- What you have to do: Starting with the line that holds "coat, one per instance", copy out each remaining line of the listing below, up to and including the last one, and include nothing else.

★ ★ ★ ★ ★ ★ ★

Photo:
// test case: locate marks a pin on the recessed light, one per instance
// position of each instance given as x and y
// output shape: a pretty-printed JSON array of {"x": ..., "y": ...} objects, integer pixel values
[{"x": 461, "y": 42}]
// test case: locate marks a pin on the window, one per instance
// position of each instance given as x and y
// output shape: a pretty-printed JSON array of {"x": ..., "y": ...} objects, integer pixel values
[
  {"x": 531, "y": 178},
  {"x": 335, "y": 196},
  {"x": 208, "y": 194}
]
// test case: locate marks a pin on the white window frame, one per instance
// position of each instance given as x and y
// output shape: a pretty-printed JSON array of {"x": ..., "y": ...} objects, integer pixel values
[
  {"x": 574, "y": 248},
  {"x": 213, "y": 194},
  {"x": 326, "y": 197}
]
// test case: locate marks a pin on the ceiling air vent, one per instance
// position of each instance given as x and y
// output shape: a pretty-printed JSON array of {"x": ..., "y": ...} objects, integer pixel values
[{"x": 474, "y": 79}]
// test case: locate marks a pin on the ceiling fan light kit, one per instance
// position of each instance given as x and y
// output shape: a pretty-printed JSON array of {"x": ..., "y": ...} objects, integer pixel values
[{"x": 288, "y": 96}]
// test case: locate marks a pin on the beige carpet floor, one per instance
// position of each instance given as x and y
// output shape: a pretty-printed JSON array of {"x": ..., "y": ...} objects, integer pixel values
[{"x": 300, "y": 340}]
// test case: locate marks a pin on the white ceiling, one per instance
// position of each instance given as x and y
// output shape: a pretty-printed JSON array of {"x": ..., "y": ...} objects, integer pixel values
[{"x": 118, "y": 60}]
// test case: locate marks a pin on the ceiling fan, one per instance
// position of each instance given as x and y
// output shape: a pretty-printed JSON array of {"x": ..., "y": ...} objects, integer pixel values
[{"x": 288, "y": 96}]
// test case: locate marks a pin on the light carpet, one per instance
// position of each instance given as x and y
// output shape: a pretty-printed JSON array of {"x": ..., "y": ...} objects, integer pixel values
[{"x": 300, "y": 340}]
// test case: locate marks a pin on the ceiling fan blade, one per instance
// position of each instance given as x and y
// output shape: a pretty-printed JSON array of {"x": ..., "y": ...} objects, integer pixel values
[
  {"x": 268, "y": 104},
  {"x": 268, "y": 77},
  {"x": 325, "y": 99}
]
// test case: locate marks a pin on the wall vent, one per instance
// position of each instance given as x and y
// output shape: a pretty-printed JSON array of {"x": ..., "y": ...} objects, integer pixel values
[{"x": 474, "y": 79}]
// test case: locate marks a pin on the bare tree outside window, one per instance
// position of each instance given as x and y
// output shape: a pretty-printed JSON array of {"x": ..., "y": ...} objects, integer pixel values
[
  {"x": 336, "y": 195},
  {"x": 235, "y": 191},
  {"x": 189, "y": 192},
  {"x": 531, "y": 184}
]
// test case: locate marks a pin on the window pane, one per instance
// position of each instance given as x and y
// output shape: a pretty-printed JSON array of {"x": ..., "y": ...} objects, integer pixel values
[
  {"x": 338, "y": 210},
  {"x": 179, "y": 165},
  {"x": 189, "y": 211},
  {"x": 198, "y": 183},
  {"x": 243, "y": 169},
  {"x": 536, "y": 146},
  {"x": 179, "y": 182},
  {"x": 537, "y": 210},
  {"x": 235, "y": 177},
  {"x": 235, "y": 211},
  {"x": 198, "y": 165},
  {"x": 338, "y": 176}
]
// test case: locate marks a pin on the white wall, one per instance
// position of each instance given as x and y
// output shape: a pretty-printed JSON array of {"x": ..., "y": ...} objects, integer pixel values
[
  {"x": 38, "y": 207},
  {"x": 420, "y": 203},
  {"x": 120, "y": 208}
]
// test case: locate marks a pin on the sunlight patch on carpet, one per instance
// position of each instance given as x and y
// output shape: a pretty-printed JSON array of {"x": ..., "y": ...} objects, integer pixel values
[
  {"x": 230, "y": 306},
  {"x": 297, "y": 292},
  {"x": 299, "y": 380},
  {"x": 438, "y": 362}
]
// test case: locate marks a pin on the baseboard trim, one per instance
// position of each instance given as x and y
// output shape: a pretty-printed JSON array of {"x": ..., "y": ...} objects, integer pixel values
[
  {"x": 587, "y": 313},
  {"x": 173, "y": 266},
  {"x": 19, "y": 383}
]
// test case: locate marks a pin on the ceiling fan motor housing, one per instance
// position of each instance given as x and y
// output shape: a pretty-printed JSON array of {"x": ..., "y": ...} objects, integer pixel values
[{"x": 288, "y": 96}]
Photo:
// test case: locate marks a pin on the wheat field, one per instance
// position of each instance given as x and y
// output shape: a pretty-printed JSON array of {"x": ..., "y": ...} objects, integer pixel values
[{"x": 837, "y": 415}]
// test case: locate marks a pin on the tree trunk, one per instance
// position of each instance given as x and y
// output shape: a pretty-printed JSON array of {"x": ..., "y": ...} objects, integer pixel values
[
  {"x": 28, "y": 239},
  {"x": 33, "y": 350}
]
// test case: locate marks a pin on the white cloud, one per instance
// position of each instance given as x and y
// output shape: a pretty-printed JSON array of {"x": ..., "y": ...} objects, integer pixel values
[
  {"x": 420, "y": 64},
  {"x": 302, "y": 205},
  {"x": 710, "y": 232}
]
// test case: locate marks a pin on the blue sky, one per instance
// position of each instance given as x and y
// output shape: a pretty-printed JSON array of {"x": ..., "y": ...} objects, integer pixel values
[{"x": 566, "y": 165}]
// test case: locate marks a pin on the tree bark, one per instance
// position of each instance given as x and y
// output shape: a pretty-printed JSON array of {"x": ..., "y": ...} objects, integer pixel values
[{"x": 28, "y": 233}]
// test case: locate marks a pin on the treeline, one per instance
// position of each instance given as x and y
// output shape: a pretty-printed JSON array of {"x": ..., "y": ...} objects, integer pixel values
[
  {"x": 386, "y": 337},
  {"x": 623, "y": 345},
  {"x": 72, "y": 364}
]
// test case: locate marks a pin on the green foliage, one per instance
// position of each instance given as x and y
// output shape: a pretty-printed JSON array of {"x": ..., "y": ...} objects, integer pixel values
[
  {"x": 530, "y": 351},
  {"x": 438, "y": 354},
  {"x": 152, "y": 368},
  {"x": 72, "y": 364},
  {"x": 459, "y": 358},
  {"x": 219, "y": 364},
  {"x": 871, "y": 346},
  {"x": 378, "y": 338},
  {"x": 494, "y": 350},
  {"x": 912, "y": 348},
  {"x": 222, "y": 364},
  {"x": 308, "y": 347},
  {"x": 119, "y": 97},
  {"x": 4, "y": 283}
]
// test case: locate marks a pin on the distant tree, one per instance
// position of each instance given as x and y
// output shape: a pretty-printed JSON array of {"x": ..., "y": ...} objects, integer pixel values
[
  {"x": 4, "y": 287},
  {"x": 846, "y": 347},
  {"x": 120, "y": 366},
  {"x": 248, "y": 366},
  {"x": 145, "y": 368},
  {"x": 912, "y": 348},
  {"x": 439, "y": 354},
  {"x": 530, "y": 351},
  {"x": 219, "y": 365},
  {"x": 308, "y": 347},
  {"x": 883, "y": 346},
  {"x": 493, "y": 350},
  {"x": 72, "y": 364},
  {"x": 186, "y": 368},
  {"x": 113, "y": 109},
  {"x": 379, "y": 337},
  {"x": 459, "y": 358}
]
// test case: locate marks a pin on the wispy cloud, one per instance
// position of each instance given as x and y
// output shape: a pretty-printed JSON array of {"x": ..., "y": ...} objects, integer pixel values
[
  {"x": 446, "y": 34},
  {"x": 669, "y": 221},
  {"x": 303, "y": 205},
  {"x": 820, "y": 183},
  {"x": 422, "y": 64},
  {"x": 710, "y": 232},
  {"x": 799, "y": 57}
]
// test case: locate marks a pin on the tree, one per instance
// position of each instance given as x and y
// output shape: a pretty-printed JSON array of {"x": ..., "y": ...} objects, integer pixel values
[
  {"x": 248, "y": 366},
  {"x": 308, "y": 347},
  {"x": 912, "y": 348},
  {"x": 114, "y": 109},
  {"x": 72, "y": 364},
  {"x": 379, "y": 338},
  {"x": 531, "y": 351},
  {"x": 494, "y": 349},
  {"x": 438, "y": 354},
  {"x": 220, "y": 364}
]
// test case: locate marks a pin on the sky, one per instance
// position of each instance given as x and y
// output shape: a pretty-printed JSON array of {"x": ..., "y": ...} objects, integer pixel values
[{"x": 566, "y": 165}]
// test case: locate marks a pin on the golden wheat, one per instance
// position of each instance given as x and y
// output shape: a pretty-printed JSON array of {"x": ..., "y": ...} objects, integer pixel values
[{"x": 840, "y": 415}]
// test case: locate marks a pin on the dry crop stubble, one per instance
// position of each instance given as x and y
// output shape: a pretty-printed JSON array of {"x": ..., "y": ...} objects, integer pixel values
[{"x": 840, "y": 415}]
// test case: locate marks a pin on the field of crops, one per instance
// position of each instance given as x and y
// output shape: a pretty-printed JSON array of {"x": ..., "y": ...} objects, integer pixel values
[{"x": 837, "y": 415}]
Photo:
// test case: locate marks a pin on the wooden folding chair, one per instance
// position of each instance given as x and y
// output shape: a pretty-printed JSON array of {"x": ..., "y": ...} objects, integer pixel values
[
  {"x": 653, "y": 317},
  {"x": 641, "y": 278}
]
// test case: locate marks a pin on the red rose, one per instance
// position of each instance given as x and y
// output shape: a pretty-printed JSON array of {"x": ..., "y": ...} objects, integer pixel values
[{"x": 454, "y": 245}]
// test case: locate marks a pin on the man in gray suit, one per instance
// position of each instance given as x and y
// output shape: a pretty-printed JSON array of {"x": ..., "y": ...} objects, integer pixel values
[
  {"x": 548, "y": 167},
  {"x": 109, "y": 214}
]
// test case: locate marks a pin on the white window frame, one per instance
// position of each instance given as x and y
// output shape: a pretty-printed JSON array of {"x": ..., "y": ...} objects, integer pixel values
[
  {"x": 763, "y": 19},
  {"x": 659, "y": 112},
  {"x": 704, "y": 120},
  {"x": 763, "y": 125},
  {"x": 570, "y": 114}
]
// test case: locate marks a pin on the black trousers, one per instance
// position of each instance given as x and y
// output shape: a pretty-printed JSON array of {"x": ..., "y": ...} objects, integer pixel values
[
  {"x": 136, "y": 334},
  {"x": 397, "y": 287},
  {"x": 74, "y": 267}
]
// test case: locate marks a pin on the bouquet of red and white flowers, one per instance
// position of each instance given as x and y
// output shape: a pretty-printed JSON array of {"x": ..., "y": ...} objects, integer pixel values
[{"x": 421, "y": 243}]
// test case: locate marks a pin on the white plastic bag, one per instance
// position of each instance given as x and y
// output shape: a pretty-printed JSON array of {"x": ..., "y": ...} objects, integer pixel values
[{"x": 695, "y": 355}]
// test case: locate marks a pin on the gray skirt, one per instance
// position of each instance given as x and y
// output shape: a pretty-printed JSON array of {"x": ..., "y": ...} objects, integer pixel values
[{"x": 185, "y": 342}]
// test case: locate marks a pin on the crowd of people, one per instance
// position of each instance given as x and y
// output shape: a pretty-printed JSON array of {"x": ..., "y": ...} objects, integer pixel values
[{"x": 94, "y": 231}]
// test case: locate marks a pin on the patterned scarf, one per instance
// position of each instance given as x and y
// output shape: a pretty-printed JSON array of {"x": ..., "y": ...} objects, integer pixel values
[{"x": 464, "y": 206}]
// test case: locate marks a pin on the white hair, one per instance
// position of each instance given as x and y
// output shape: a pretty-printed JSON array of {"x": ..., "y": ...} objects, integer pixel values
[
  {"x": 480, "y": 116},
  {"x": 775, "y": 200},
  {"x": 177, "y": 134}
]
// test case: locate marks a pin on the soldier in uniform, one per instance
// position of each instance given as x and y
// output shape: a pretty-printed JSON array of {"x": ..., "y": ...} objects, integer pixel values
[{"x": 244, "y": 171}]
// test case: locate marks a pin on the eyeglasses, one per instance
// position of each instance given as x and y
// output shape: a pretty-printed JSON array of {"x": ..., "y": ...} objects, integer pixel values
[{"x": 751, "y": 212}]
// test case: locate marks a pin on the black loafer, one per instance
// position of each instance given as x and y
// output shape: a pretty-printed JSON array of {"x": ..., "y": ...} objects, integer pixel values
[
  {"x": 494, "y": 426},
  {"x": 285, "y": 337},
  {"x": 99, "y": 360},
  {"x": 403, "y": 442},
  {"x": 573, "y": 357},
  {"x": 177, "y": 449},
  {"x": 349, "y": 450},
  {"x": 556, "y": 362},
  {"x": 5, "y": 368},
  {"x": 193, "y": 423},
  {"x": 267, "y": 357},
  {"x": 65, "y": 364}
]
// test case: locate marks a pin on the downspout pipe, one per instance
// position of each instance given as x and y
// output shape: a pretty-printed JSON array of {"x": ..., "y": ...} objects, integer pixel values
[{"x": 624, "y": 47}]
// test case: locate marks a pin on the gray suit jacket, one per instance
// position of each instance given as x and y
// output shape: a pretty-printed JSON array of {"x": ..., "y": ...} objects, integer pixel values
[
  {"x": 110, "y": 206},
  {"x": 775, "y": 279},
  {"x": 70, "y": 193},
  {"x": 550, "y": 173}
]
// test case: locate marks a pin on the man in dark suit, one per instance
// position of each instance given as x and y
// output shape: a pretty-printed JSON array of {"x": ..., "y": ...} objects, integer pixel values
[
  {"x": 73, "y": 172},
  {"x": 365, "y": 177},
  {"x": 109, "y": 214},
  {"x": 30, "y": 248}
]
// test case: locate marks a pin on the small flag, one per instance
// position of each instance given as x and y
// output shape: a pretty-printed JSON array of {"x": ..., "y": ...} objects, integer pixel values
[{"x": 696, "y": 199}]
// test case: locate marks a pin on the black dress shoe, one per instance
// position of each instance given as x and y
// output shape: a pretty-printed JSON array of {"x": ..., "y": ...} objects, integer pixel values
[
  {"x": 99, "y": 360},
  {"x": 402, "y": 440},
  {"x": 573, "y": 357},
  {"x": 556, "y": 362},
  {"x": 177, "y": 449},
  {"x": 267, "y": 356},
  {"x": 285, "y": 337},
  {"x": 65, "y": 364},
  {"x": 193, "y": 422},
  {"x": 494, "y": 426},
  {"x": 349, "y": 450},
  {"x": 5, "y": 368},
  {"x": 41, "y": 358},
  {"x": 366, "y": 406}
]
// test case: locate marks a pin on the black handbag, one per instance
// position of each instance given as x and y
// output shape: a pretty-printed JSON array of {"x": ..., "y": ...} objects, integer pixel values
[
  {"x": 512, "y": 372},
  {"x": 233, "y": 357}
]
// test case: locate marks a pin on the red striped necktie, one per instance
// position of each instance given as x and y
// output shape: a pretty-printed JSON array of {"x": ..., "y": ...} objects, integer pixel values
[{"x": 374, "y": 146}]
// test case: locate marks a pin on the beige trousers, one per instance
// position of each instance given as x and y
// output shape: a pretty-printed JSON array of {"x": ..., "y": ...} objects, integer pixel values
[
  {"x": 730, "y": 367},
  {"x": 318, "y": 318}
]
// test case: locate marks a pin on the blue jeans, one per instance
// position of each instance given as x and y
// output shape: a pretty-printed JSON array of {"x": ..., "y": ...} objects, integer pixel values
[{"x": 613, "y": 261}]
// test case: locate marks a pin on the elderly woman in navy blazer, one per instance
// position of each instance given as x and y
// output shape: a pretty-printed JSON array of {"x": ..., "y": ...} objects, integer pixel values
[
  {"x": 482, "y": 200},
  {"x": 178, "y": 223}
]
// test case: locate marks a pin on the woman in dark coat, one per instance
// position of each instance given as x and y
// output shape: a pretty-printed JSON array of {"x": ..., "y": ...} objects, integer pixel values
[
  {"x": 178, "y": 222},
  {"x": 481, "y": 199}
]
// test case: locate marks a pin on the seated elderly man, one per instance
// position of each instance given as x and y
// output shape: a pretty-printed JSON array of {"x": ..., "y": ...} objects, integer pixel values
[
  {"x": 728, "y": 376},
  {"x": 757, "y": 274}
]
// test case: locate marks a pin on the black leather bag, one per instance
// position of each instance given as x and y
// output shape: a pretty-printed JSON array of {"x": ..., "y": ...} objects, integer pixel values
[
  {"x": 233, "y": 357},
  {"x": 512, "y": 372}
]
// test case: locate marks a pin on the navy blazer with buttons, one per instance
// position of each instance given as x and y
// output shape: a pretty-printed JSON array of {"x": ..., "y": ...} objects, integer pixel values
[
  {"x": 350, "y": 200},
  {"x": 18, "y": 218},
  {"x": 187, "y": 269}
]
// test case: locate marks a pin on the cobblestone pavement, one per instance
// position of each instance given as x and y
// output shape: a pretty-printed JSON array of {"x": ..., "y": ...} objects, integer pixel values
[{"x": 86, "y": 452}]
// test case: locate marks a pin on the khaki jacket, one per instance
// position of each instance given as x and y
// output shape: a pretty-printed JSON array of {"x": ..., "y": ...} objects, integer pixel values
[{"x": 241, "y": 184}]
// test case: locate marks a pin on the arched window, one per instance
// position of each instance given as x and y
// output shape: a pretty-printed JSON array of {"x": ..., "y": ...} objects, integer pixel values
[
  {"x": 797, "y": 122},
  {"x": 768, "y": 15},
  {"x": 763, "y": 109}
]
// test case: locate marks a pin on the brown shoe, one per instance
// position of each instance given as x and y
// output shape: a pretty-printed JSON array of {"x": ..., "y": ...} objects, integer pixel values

★ ★ ★ ★ ★ ★ ★

- Expected answer:
// test case: locate marks a pin on the woman in dark coat, one per instance
// position of each instance given as x and y
// output shape: a pretty-printed JSON array of {"x": ..., "y": ...} objects, integer pixel values
[
  {"x": 178, "y": 222},
  {"x": 481, "y": 199}
]
// test case: locate marks a pin on the seated elderly man, one per instance
// position of each instance given as x and y
// output shape: a pretty-printed JSON array of {"x": ..., "y": ...} objects, integer pixel values
[
  {"x": 728, "y": 376},
  {"x": 757, "y": 274}
]
// test case: locate marks a pin on the black leather bag, one per instance
// position of each instance given as x and y
// output shape: a pretty-printed JSON array of {"x": ..., "y": ...} objects, integer pixel values
[
  {"x": 233, "y": 357},
  {"x": 512, "y": 372}
]
// test case: locate marks a pin on the navy blazer with buttons, one per instance
// position of each instance given as x and y
// output shape: a pretty-printed JSON array of {"x": ..., "y": ...} objects, integer pixel values
[
  {"x": 350, "y": 200},
  {"x": 18, "y": 218},
  {"x": 187, "y": 269}
]
// test case: locate marks a pin on the cobblestone pavement, one per instance
// position of each instance given as x and y
// output shape: a pretty-printed JSON array of {"x": ..., "y": ...} objects, integer pixel values
[{"x": 86, "y": 452}]
// test case: locate marks a pin on the khaki jacket, one per instance
// position of each instance given as x and y
// output shape: a pretty-printed JSON array of {"x": ..., "y": ...} objects, integer pixel values
[{"x": 241, "y": 184}]
// test case: locate marks a pin on the arched window, one per instance
// position of each instance given as x and y
// output shape: a pretty-printed JSON array of {"x": ..., "y": ...} objects, integer pixel values
[
  {"x": 797, "y": 122},
  {"x": 768, "y": 15},
  {"x": 763, "y": 109}
]
// test case: locate marks a pin on the brown shoe, one per instance
// position of each instance given as x and y
// output shape: a pretty-printed JSON array of {"x": ..., "y": ...} objects, integer pixel values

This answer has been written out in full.